[Start of Data provided]
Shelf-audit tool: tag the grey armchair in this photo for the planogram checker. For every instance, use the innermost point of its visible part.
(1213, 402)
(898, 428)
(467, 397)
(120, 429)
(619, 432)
[End of Data provided]
→ **What is required**:
Please convert all the lines above into a JSON list of strings, one string per line, leaving out any blank lines.

→ **Task output**:
[
  "Shelf-audit tool: tag the grey armchair in this photo for the planogram checker. For every instance, use the innermost point of its visible part.",
  "(1213, 402)",
  "(898, 428)",
  "(467, 397)",
  "(120, 429)",
  "(619, 432)"
]